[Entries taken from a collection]

######

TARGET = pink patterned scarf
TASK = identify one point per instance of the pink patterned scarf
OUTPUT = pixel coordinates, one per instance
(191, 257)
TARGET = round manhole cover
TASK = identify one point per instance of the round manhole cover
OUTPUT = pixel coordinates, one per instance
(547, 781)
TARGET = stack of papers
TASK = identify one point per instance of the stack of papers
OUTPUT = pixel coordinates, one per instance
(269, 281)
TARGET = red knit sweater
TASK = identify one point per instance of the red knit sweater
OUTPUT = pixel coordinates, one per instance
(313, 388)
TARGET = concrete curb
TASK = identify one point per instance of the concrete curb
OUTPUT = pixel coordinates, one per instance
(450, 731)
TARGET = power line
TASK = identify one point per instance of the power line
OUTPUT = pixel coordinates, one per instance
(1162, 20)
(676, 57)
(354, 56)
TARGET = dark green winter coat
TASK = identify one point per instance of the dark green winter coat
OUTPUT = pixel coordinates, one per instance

######

TASK TO COMPLETE
Show all lines from the data above in which the word "patterned" appears.

EXERCISE ANSWER
TARGET = pink patterned scarf
TASK = identify one point per instance of the pink patterned scarf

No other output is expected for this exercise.